Start of GIVEN PASSAGE

Hard corals require a dietary supplement provided to them via symbiosis. On their tentacles and in their stomachs lives a type of photosynthetic brown algae named Zooxanthella, making up ~30% of the material in a polyp. In exchange for a home, protection, and certain compounds required for photosynthesis, the algae gives back all its photosynthetic byproducts – oxygen, amino acids, glucose, and glycerol – providing the polyps with almost 95% of their nutritional requirements. With this assistance the polyps can create the aragonite, as well as fats, proteins and carbohydrates, and this allows them to be such productive builders, and to thrive in nutrient- poor water. In fact, the less nutrients in the water the better, because clear water makes for better photosynthesis. However this dependence on Zooxanthellae means the hard corals can only live in waters with bright sunlight, effectively limiting their habitat to the top 60 m of water, and +/-a 30° band around the equator (Fig. 2).

End of GIVEN PASSAGE
Start of INFORMATION

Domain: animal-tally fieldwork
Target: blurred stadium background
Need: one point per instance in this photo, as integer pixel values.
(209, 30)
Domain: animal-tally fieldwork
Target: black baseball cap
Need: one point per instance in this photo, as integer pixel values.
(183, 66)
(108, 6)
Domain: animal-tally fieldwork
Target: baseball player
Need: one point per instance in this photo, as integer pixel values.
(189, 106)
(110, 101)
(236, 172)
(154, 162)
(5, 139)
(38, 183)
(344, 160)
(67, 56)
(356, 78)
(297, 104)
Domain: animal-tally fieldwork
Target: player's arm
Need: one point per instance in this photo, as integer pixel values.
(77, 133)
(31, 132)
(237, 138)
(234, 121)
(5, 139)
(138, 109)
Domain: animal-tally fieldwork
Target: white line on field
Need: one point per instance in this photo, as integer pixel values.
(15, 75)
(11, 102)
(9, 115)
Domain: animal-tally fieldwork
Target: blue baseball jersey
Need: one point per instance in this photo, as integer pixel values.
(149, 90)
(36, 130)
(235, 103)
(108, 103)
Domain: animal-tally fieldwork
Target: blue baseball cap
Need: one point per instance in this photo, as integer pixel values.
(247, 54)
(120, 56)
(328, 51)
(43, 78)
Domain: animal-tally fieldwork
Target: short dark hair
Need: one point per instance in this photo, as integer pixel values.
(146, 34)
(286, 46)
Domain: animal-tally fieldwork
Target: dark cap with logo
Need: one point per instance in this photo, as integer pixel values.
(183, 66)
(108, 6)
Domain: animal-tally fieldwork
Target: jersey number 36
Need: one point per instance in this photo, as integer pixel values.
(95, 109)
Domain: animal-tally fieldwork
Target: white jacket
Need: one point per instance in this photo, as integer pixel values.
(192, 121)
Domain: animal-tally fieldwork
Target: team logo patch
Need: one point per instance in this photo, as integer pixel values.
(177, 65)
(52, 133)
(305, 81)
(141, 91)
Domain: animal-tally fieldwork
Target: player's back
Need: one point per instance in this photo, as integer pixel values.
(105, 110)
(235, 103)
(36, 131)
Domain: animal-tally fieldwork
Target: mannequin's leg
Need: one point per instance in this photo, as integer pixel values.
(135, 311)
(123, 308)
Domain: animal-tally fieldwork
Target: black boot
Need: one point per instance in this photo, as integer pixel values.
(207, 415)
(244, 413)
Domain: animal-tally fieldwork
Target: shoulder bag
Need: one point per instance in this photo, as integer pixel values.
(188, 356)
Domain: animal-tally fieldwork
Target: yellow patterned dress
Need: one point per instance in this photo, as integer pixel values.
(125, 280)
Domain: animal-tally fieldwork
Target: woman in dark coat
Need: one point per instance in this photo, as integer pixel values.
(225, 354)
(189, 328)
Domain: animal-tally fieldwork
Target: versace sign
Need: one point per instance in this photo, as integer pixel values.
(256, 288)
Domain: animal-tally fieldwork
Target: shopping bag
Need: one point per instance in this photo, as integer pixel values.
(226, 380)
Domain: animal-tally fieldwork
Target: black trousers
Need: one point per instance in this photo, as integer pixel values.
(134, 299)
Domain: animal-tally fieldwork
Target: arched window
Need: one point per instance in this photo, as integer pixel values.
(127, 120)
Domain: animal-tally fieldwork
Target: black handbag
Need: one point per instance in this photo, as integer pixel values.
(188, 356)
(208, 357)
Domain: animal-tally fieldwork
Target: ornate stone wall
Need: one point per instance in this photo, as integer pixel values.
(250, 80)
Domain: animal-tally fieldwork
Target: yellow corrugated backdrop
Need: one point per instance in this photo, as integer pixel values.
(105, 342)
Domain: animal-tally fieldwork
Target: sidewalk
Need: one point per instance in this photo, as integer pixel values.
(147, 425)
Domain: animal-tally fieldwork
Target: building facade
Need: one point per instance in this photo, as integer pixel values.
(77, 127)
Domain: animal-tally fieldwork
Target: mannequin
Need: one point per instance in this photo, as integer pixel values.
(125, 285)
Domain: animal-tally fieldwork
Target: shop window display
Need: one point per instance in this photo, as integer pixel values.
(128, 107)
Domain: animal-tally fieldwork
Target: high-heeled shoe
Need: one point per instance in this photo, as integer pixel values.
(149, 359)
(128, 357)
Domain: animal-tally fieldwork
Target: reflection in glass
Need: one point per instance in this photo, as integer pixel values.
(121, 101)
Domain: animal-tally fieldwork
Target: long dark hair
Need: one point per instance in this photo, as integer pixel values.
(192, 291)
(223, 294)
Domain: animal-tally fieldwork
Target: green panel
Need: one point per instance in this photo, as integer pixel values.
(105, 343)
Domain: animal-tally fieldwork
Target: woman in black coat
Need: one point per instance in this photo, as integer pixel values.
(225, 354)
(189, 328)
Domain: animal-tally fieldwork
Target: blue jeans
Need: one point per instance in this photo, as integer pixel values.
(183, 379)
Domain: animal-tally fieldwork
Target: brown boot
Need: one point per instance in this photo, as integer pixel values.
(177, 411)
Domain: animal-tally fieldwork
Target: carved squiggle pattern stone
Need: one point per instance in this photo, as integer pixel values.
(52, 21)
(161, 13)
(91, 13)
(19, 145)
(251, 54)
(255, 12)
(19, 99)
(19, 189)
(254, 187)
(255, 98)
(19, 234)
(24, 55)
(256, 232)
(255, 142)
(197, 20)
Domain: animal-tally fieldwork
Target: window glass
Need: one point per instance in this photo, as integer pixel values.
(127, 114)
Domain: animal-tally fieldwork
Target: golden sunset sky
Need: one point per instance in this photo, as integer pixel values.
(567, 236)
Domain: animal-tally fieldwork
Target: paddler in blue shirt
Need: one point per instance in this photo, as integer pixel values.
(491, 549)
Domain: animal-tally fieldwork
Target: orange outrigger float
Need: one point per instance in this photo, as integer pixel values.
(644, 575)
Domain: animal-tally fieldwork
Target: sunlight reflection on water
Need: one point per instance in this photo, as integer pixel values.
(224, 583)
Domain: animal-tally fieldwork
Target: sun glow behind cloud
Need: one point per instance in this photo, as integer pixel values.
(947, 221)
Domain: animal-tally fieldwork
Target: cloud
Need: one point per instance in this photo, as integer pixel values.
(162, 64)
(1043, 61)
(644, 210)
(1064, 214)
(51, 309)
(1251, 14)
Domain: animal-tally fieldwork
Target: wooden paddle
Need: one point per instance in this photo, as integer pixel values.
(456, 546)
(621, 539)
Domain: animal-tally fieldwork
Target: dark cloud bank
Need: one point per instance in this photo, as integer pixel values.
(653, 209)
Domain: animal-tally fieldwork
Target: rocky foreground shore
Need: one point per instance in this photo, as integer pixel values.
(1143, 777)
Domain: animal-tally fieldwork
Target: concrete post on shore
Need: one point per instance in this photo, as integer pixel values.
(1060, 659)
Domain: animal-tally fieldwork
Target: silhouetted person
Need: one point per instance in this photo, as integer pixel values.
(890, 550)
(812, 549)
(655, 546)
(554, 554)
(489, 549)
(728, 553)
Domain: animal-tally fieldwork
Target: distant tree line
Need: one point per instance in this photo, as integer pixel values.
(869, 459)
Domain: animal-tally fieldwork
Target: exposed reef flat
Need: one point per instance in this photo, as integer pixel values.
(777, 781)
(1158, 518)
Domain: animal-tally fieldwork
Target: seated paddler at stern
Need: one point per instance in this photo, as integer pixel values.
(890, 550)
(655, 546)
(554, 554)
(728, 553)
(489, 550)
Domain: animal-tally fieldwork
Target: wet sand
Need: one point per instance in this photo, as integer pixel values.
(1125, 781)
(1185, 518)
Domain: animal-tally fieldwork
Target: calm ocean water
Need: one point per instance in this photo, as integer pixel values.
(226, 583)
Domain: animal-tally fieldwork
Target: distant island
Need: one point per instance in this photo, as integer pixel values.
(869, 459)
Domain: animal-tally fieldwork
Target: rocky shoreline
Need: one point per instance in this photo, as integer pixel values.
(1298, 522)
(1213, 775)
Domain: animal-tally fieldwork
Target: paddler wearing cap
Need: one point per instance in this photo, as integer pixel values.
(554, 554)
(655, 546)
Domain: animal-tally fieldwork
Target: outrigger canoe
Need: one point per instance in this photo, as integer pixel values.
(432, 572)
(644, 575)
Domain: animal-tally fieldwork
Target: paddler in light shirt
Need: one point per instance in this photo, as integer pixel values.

End of INFORMATION

▶ **ASSIGNMENT 1**:
In the coral passage, what share of the polyps' nutritional requirements does the algae provide?
▶ **ASSIGNMENT 2**:
Please continue the coral passage from its last sentence.

▶ **TASK ANSWER 1**:
Almost 95%.

▶ **TASK ANSWER 2**:
Soft bodied corals do not need algae to survive, so are found down to 4,000 m depth, and at higher latitudes. However, without the extra boost from Zooxanthellae they are not as productive or plentiful. One such black coral called Leiopathes glaberrima can live for over 4,000 years! Unfortunately these soft corals, with their slower metabolisms and unusual colours, have been aggressively collected by humans for making jewelry and other forms of ornamentation, to the point of extinction.
While a boon to the hard corals, Zooxanthellae also represent a grave threat. Too much oxygen is toxic to coral, so hosting the algae puts a certain strain on the polyps. If stressed, polyps eject algae to survive in the short term. Normally the corals retain some Zooxanthellae or are able to reacquire them, eventually returning to health, but increasingly the algal loss is permanent and leads to the death of the entire colony; this is known as coral bleaching. This serious threat to the health of the world’s reefs, including all the thousands of other species supported in the reef ecosystems, is typically caused by elevated water temperatures. All Zooxanthellae are temperature sensitive, some more than others. Once the temperature gets above ~30°C, thylakoid membrane walls within the algae are damaged, and during photosynthesis allow more than normal numbers of toxic O2-radicals to pass through to the host polyps, which react by massively ejecting the algae, ultimately leading to bleaching and death.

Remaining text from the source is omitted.